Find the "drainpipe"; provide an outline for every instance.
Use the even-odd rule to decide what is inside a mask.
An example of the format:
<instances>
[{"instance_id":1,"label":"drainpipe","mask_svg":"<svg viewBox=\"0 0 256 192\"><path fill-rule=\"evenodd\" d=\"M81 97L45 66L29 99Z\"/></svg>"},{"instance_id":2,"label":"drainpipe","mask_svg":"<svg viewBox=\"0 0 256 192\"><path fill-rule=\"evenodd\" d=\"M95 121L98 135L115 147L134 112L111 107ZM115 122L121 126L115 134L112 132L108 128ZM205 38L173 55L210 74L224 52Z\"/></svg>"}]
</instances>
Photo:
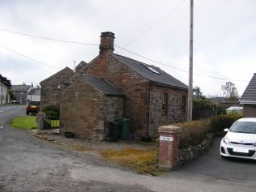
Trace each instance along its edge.
<instances>
[{"instance_id":1,"label":"drainpipe","mask_svg":"<svg viewBox=\"0 0 256 192\"><path fill-rule=\"evenodd\" d=\"M151 83L149 82L149 93L148 93L148 126L147 126L147 135L151 137L151 134L150 131L151 128L151 114L150 114L150 105L151 105Z\"/></svg>"}]
</instances>

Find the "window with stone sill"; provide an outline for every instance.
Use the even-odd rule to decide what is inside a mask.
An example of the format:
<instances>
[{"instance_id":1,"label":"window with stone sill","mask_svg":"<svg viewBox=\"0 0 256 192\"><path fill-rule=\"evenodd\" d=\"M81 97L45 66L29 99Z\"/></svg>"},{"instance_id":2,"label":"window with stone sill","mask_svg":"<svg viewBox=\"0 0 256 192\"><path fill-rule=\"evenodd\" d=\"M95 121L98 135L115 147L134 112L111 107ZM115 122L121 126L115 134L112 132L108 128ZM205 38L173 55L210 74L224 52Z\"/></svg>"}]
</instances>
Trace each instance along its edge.
<instances>
[{"instance_id":1,"label":"window with stone sill","mask_svg":"<svg viewBox=\"0 0 256 192\"><path fill-rule=\"evenodd\" d=\"M164 114L168 114L168 106L169 106L169 95L167 92L163 94L162 96L162 112Z\"/></svg>"},{"instance_id":2,"label":"window with stone sill","mask_svg":"<svg viewBox=\"0 0 256 192\"><path fill-rule=\"evenodd\" d=\"M186 111L186 96L182 96L181 97L181 111L185 112Z\"/></svg>"}]
</instances>

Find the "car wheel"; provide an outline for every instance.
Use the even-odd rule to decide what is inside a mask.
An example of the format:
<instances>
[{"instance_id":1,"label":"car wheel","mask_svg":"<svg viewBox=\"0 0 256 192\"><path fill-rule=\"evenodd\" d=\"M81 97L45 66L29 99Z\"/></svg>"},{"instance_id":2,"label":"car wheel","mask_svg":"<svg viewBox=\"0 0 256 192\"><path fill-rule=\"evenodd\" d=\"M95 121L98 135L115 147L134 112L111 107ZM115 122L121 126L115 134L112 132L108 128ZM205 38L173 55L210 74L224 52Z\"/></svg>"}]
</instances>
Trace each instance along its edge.
<instances>
[{"instance_id":1,"label":"car wheel","mask_svg":"<svg viewBox=\"0 0 256 192\"><path fill-rule=\"evenodd\" d=\"M221 156L221 155L220 155L220 156L221 156L221 158L224 159L224 160L227 160L227 159L228 159L228 156Z\"/></svg>"}]
</instances>

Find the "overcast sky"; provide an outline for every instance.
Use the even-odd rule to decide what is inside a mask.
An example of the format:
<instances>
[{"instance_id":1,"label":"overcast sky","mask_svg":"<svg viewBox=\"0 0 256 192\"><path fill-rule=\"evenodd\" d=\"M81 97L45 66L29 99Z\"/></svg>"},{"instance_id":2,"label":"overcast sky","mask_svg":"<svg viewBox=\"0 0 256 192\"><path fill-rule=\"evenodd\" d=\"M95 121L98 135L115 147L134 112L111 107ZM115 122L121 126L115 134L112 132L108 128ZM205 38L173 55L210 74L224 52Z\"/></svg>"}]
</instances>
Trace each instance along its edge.
<instances>
[{"instance_id":1,"label":"overcast sky","mask_svg":"<svg viewBox=\"0 0 256 192\"><path fill-rule=\"evenodd\" d=\"M256 1L194 4L194 87L220 96L227 80L219 79L226 79L241 96L256 73ZM189 26L190 0L1 0L0 74L12 84L36 85L99 53L96 45L96 45L100 32L110 31L115 45L162 64L117 47L116 53L157 66L188 84Z\"/></svg>"}]
</instances>

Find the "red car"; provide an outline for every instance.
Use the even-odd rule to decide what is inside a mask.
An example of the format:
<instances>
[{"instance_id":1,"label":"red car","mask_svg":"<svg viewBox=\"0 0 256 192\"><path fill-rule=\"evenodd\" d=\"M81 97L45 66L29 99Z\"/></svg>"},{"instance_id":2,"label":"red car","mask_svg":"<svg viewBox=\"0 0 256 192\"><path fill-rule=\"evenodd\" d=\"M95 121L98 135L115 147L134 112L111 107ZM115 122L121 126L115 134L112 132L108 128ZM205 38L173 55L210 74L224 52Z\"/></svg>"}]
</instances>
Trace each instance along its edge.
<instances>
[{"instance_id":1,"label":"red car","mask_svg":"<svg viewBox=\"0 0 256 192\"><path fill-rule=\"evenodd\" d=\"M40 101L30 100L26 107L26 114L29 115L29 113L37 113L40 111Z\"/></svg>"}]
</instances>

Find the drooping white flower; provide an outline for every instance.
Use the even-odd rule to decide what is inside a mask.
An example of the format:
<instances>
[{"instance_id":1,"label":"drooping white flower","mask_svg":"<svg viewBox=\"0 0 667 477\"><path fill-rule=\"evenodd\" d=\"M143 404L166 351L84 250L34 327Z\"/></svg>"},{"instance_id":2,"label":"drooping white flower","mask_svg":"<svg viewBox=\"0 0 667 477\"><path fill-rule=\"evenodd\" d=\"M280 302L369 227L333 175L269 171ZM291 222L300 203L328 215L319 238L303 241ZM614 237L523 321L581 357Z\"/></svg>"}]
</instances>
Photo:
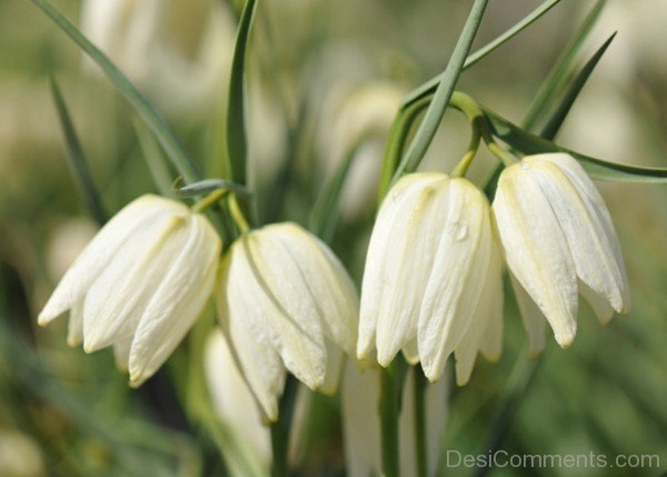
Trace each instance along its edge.
<instances>
[{"instance_id":1,"label":"drooping white flower","mask_svg":"<svg viewBox=\"0 0 667 477\"><path fill-rule=\"evenodd\" d=\"M165 362L209 299L220 255L209 221L185 205L142 196L93 238L39 315L70 310L68 342L113 346L139 386Z\"/></svg>"},{"instance_id":2,"label":"drooping white flower","mask_svg":"<svg viewBox=\"0 0 667 477\"><path fill-rule=\"evenodd\" d=\"M257 408L252 391L238 369L229 345L218 329L206 342L205 371L213 408L232 433L233 448L226 447L225 461L233 476L243 476L239 459L256 465L256 475L269 475L272 461L271 436Z\"/></svg>"},{"instance_id":3,"label":"drooping white flower","mask_svg":"<svg viewBox=\"0 0 667 477\"><path fill-rule=\"evenodd\" d=\"M410 369L402 388L399 418L400 475L417 473L415 455L415 395L412 380L416 369ZM447 423L449 379L428 385L425 392L426 443L428 475L435 475L440 443ZM380 475L381 433L378 406L380 376L377 369L359 370L350 361L345 370L341 398L345 461L350 477Z\"/></svg>"},{"instance_id":4,"label":"drooping white flower","mask_svg":"<svg viewBox=\"0 0 667 477\"><path fill-rule=\"evenodd\" d=\"M615 311L628 311L629 289L611 218L573 157L530 156L505 169L494 211L507 265L520 286L518 296L525 289L560 346L575 338L579 292L603 322ZM532 317L528 328L537 336L535 309L524 315ZM534 345L541 346L539 340Z\"/></svg>"},{"instance_id":5,"label":"drooping white flower","mask_svg":"<svg viewBox=\"0 0 667 477\"><path fill-rule=\"evenodd\" d=\"M235 29L220 2L86 0L81 9L87 37L161 108L180 116L206 111L221 92Z\"/></svg>"},{"instance_id":6,"label":"drooping white flower","mask_svg":"<svg viewBox=\"0 0 667 477\"><path fill-rule=\"evenodd\" d=\"M470 181L412 173L380 208L366 260L357 356L388 366L402 349L435 380L456 352L458 381L477 351L499 355L501 276L490 208Z\"/></svg>"},{"instance_id":7,"label":"drooping white flower","mask_svg":"<svg viewBox=\"0 0 667 477\"><path fill-rule=\"evenodd\" d=\"M334 392L357 342L357 291L317 237L290 222L241 236L223 259L218 288L223 332L267 417L278 417L286 369Z\"/></svg>"}]
</instances>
----------------------------------------
→ YOUR OBJECTIVE
Report every line of the records above that contains the word "stone", copying each such line in full.

→ TASK SOLUTION
Find the "window with stone sill"; provide an outline for every instance.
[{"instance_id":1,"label":"window with stone sill","mask_svg":"<svg viewBox=\"0 0 256 192\"><path fill-rule=\"evenodd\" d=\"M81 97L45 66L29 99Z\"/></svg>"},{"instance_id":2,"label":"window with stone sill","mask_svg":"<svg viewBox=\"0 0 256 192\"><path fill-rule=\"evenodd\" d=\"M95 121L98 135L115 147L134 112L111 107ZM115 122L121 126L115 134L112 132L108 128ZM205 38L173 55L210 74L224 52Z\"/></svg>"}]
[{"instance_id":1,"label":"window with stone sill","mask_svg":"<svg viewBox=\"0 0 256 192\"><path fill-rule=\"evenodd\" d=\"M164 114L168 114L168 106L169 106L169 95L167 92L163 94L162 96L162 112Z\"/></svg>"},{"instance_id":2,"label":"window with stone sill","mask_svg":"<svg viewBox=\"0 0 256 192\"><path fill-rule=\"evenodd\" d=\"M186 111L186 96L182 96L181 97L181 111L185 112Z\"/></svg>"}]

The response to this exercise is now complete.